[DATA EXTRACT Boundary: Start]

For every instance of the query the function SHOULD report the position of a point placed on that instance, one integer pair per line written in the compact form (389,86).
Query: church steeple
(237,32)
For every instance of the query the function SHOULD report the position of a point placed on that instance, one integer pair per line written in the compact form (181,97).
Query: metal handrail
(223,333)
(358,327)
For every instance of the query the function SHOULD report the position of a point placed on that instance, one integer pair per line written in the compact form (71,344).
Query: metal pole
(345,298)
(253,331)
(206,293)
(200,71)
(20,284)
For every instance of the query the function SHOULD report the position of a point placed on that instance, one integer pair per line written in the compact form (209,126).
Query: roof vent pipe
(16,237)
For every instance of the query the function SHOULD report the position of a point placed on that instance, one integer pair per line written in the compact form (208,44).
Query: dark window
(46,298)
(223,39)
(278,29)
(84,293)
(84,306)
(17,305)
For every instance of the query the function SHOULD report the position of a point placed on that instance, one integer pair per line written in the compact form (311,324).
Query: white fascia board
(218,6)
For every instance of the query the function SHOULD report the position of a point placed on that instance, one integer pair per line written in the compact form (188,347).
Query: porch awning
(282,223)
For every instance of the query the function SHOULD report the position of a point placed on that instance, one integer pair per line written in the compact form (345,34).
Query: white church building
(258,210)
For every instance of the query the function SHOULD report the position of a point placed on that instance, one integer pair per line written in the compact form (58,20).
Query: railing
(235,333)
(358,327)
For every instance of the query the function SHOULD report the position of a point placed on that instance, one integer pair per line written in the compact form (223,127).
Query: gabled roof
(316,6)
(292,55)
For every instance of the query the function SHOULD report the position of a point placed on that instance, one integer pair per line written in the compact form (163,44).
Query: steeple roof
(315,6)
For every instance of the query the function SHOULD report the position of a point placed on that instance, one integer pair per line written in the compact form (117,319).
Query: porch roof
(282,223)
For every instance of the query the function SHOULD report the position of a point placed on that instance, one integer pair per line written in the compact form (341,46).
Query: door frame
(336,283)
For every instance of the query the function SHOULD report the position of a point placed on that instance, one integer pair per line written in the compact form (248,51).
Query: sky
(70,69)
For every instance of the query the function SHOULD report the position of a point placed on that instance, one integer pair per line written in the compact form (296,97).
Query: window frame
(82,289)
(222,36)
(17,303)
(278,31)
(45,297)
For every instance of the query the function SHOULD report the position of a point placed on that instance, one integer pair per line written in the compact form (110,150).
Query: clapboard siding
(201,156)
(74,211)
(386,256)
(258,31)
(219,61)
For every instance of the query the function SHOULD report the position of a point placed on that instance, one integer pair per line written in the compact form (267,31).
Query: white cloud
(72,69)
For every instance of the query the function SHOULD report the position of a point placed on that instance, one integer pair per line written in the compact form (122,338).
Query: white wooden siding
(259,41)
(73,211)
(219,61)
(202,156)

[DATA EXTRACT Boundary: End]
[DATA EXTRACT Boundary: Start]

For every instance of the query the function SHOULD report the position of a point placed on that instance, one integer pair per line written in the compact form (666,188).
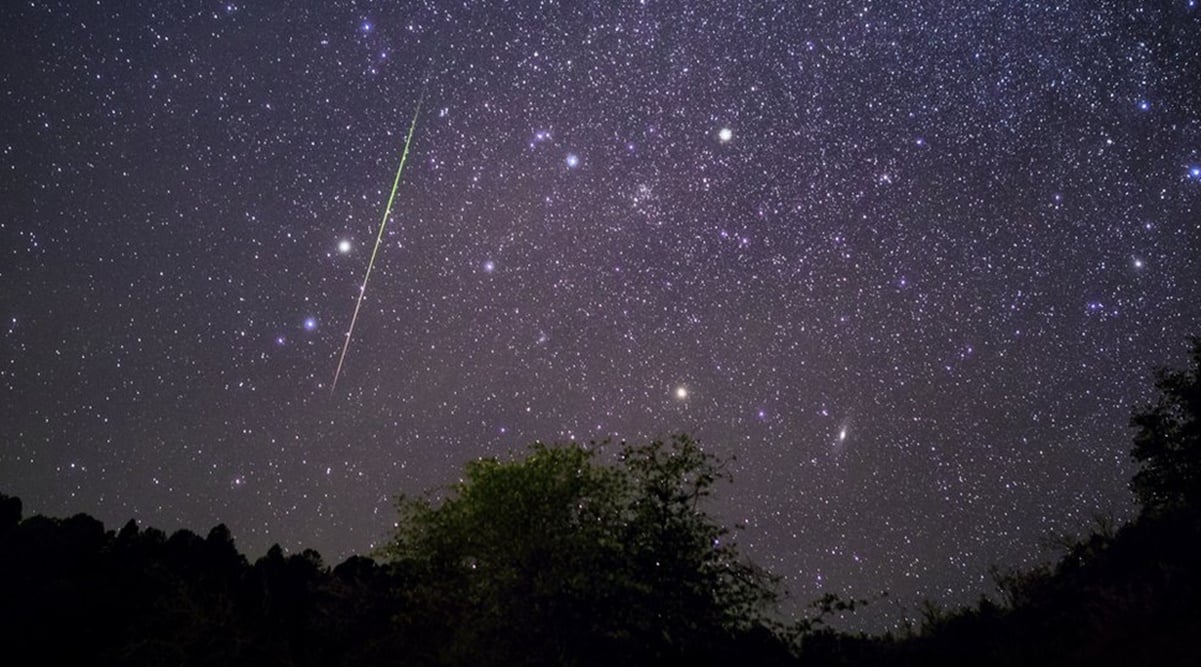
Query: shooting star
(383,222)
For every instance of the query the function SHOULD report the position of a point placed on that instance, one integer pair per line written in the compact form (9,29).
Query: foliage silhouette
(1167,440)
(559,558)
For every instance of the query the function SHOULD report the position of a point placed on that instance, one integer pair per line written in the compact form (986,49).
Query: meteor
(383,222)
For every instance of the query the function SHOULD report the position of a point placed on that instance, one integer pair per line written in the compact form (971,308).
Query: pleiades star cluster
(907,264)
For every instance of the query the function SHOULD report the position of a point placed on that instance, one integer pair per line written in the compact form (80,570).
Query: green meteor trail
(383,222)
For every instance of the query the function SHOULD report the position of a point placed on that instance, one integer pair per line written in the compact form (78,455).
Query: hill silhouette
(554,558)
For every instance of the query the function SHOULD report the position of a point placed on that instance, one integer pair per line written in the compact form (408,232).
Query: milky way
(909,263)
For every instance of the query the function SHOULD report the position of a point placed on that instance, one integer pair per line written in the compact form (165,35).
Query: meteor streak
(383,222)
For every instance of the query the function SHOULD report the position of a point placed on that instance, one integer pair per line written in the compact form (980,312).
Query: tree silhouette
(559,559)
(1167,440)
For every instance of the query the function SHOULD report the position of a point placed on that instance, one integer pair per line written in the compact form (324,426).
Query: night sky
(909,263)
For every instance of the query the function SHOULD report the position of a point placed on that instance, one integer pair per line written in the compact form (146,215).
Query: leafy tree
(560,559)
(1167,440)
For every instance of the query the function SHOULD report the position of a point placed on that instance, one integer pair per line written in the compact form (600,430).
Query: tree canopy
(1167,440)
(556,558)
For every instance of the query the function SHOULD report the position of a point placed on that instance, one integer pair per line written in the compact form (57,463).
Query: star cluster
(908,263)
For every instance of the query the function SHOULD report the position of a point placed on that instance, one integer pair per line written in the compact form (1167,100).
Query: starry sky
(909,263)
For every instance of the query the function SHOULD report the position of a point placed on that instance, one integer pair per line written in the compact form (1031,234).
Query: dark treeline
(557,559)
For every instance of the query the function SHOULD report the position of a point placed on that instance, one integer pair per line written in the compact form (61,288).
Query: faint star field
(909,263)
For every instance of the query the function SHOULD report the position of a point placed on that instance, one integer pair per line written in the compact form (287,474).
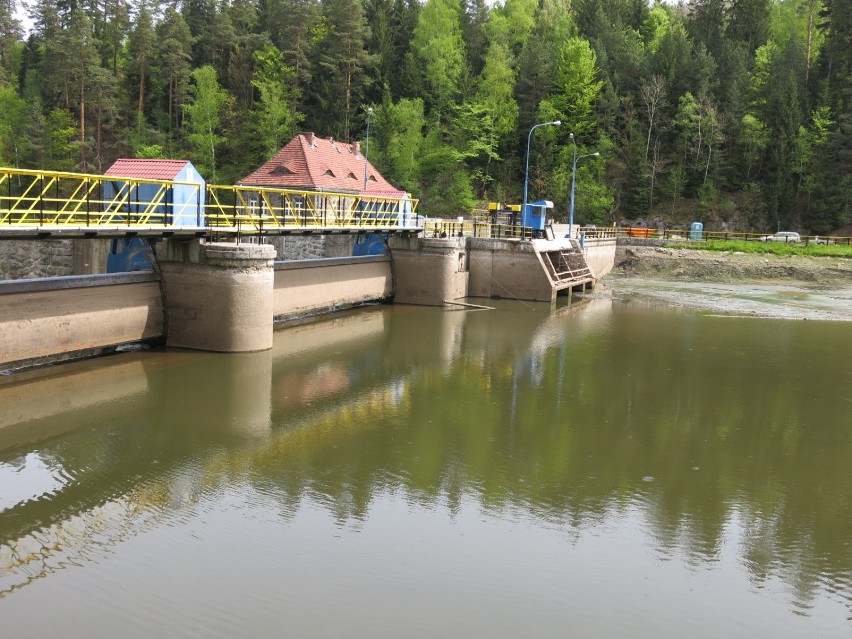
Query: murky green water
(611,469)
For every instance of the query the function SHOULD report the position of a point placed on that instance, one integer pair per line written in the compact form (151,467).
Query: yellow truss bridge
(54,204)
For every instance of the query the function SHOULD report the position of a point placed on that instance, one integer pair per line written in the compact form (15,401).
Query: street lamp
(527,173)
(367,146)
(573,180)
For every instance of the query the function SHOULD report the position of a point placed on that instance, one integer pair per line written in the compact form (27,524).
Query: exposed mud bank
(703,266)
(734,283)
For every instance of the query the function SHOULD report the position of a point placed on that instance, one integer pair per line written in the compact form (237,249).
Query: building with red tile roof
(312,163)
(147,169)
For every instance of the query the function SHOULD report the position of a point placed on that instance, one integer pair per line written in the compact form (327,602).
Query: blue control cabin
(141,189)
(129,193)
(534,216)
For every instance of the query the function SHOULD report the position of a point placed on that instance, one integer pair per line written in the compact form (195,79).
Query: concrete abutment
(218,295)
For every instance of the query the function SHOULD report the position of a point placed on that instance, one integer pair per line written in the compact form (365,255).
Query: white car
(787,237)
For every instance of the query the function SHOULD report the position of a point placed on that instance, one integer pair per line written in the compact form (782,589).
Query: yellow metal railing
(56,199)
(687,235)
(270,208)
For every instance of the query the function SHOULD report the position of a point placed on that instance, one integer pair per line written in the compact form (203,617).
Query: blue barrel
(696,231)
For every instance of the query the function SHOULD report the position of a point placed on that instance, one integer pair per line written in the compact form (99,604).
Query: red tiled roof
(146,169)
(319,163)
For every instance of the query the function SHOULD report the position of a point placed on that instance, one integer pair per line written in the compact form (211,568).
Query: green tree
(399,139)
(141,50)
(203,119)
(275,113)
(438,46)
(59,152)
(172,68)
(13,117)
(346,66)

[DATA EXTRACT Boundary: End]

In the entries above, the lines from the one bearing "compact form (389,86)." up to and including the one bearing "compact form (209,126)." should be transcribed exactly; no other line is wanted.

→ RESULT FOR THIS EXERCISE:
For every instance of the query the function SHOULD report the position of a point placed on that instance, one integer pair per line written in the compact form (389,86).
Query: church steeple
(237,32)
For every instance of the query the function SHOULD report the position of a point placed on that instance, one integer pair per line written in the compact form (181,97).
Query: metal handrail
(223,333)
(358,327)
For every instance of the query the function SHOULD report the position of a point placed on that instance, one integer pair per line written in the compact form (71,344).
Query: metal pole
(345,298)
(253,331)
(206,293)
(200,71)
(20,284)
For every instance of the query the function SHOULD report the position of a point placed on that instance, one integer pair per line written in the compact form (209,126).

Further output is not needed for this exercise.